> TASK TO CARRY OUT
For each line below with the word "armrest", write out a copy.

━━━ PROVIDED ENTRIES

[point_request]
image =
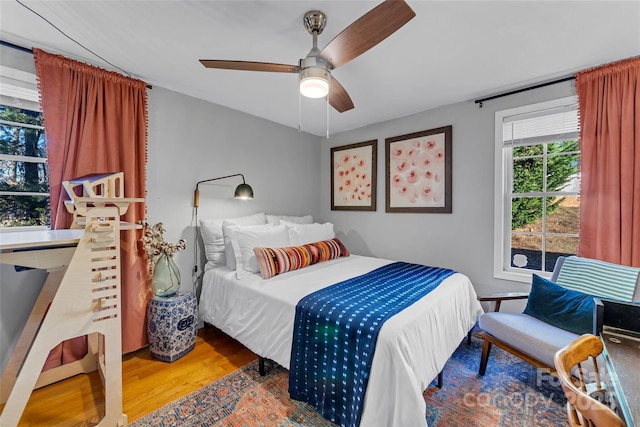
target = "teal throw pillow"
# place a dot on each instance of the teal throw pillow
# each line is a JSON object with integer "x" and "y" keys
{"x": 565, "y": 308}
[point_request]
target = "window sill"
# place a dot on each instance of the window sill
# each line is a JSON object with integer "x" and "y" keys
{"x": 24, "y": 228}
{"x": 520, "y": 275}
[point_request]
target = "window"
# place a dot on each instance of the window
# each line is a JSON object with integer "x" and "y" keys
{"x": 24, "y": 180}
{"x": 537, "y": 199}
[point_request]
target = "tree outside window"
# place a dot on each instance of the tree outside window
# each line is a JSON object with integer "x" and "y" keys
{"x": 24, "y": 180}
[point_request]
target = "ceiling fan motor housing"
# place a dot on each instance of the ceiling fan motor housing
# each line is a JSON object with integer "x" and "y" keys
{"x": 314, "y": 21}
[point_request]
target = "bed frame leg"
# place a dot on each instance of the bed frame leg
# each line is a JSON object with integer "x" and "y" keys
{"x": 486, "y": 348}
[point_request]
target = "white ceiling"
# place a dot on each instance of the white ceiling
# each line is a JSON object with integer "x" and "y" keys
{"x": 451, "y": 51}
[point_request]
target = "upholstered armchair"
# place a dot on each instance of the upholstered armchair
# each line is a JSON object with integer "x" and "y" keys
{"x": 527, "y": 336}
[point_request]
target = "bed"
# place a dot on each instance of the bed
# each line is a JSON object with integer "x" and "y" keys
{"x": 412, "y": 347}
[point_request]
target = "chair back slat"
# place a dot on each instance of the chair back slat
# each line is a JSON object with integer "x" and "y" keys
{"x": 583, "y": 410}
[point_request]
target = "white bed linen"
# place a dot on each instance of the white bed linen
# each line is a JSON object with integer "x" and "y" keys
{"x": 412, "y": 346}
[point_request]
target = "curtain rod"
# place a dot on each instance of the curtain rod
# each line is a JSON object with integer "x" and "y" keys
{"x": 15, "y": 46}
{"x": 524, "y": 89}
{"x": 28, "y": 50}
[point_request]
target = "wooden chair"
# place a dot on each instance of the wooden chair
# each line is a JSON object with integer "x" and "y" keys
{"x": 582, "y": 408}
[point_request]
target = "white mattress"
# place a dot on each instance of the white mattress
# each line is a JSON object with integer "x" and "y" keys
{"x": 412, "y": 346}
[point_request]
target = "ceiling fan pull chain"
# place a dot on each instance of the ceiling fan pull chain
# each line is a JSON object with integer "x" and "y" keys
{"x": 299, "y": 112}
{"x": 327, "y": 102}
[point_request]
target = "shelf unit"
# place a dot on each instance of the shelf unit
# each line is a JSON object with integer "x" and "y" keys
{"x": 81, "y": 296}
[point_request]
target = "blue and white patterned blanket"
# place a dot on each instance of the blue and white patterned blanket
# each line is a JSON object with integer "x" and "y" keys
{"x": 335, "y": 333}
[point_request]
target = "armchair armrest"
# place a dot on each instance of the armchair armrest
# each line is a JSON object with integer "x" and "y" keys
{"x": 504, "y": 296}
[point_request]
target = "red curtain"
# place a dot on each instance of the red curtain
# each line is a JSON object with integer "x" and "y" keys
{"x": 609, "y": 102}
{"x": 96, "y": 122}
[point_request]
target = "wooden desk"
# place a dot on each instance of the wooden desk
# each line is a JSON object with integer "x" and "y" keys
{"x": 81, "y": 296}
{"x": 622, "y": 358}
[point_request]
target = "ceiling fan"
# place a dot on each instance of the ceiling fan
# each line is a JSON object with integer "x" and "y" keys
{"x": 314, "y": 71}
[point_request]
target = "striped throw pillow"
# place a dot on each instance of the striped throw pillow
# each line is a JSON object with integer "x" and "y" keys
{"x": 274, "y": 261}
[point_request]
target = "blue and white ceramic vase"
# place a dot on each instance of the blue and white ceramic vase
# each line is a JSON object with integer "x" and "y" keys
{"x": 166, "y": 276}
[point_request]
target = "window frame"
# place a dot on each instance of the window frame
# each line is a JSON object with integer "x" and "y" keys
{"x": 24, "y": 159}
{"x": 503, "y": 178}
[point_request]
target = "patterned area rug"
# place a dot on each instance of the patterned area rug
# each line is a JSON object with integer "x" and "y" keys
{"x": 512, "y": 393}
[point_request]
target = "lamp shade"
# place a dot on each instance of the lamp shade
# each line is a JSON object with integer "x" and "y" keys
{"x": 314, "y": 82}
{"x": 243, "y": 191}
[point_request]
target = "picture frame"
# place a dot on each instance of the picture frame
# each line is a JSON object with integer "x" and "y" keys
{"x": 353, "y": 176}
{"x": 418, "y": 168}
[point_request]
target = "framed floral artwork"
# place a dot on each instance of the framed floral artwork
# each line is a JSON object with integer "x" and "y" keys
{"x": 353, "y": 176}
{"x": 418, "y": 172}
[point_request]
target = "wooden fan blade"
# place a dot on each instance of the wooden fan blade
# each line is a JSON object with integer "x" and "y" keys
{"x": 250, "y": 66}
{"x": 369, "y": 30}
{"x": 338, "y": 97}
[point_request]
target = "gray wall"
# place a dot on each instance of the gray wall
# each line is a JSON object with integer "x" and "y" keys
{"x": 192, "y": 140}
{"x": 462, "y": 240}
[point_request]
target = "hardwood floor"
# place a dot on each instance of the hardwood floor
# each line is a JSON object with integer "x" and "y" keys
{"x": 147, "y": 384}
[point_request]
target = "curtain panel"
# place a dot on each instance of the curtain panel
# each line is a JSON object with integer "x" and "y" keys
{"x": 96, "y": 122}
{"x": 609, "y": 103}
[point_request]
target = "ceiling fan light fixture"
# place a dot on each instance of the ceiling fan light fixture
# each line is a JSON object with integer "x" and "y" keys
{"x": 314, "y": 82}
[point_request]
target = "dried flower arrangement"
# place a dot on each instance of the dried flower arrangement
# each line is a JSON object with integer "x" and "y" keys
{"x": 154, "y": 244}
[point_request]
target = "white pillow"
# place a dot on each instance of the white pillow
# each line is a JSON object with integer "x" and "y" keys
{"x": 275, "y": 219}
{"x": 275, "y": 236}
{"x": 211, "y": 231}
{"x": 229, "y": 230}
{"x": 301, "y": 234}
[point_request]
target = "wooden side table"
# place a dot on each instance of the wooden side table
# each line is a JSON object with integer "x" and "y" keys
{"x": 172, "y": 324}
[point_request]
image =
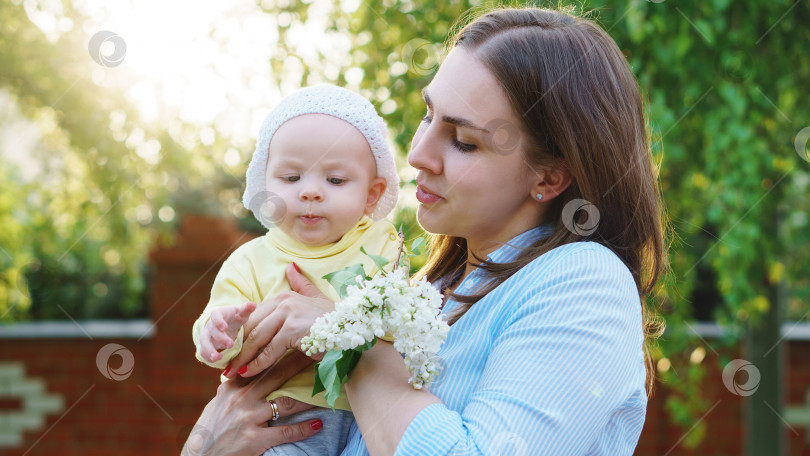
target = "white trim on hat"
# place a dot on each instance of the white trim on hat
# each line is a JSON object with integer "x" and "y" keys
{"x": 337, "y": 102}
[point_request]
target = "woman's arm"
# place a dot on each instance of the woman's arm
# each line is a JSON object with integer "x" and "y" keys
{"x": 235, "y": 421}
{"x": 382, "y": 400}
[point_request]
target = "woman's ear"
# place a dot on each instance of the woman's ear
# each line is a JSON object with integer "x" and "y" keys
{"x": 550, "y": 182}
{"x": 375, "y": 190}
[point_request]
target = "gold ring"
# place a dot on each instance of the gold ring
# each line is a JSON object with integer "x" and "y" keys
{"x": 276, "y": 415}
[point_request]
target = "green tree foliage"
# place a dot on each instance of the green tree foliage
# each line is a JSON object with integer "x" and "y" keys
{"x": 77, "y": 235}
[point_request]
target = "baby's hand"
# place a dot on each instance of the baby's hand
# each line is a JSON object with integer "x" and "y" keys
{"x": 221, "y": 330}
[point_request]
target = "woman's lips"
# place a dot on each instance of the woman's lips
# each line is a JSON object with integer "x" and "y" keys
{"x": 310, "y": 219}
{"x": 426, "y": 197}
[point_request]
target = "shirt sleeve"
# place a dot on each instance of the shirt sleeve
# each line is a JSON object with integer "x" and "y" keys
{"x": 560, "y": 365}
{"x": 229, "y": 289}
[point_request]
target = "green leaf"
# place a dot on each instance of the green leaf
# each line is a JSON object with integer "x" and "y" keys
{"x": 318, "y": 386}
{"x": 378, "y": 260}
{"x": 417, "y": 245}
{"x": 341, "y": 279}
{"x": 333, "y": 371}
{"x": 328, "y": 376}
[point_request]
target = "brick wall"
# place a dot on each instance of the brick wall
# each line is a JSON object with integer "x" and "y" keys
{"x": 74, "y": 409}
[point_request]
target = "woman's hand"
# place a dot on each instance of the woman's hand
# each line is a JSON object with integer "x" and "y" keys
{"x": 235, "y": 421}
{"x": 279, "y": 324}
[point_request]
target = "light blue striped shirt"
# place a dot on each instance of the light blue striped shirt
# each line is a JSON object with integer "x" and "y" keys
{"x": 549, "y": 363}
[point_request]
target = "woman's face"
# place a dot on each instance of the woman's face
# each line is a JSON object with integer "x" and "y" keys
{"x": 473, "y": 180}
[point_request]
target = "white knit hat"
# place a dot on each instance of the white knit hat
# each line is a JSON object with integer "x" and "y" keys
{"x": 337, "y": 102}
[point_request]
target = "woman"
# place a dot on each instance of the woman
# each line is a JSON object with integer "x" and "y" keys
{"x": 535, "y": 175}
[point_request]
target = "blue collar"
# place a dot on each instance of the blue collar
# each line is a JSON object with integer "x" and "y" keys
{"x": 509, "y": 251}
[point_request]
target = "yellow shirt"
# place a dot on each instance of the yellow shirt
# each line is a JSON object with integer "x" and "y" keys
{"x": 256, "y": 272}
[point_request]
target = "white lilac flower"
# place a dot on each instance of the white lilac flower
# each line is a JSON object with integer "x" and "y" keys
{"x": 388, "y": 304}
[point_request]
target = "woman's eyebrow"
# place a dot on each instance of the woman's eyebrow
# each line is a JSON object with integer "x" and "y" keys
{"x": 457, "y": 121}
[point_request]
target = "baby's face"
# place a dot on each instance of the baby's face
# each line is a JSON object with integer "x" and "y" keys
{"x": 323, "y": 169}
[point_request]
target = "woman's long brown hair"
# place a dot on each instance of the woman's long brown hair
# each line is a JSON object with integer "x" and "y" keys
{"x": 581, "y": 107}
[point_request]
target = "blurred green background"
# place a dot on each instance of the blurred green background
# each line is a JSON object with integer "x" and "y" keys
{"x": 99, "y": 161}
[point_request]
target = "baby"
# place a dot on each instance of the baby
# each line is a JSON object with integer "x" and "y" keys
{"x": 321, "y": 181}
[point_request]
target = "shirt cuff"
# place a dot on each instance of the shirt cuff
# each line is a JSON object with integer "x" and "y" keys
{"x": 434, "y": 430}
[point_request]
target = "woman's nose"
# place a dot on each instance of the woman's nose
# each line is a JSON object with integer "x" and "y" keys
{"x": 425, "y": 151}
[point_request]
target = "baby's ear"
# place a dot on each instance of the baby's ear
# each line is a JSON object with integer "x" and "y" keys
{"x": 375, "y": 190}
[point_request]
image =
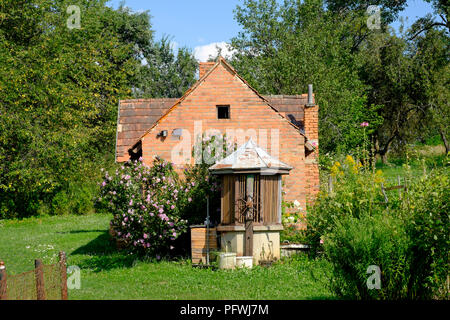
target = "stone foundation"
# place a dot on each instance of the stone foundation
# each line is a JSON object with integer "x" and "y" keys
{"x": 266, "y": 241}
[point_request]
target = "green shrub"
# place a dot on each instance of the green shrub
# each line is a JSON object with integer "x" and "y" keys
{"x": 60, "y": 203}
{"x": 428, "y": 224}
{"x": 406, "y": 237}
{"x": 357, "y": 243}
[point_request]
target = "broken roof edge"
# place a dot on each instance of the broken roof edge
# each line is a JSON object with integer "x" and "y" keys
{"x": 117, "y": 131}
{"x": 219, "y": 60}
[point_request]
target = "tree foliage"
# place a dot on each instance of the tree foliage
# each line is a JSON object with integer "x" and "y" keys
{"x": 59, "y": 90}
{"x": 284, "y": 48}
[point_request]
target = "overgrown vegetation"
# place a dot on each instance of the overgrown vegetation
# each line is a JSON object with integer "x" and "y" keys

━━━━━━

> SOLUTION FOR THIS TASK
target = "armchair armrest"
# place a dot on each instance of the armchair armrest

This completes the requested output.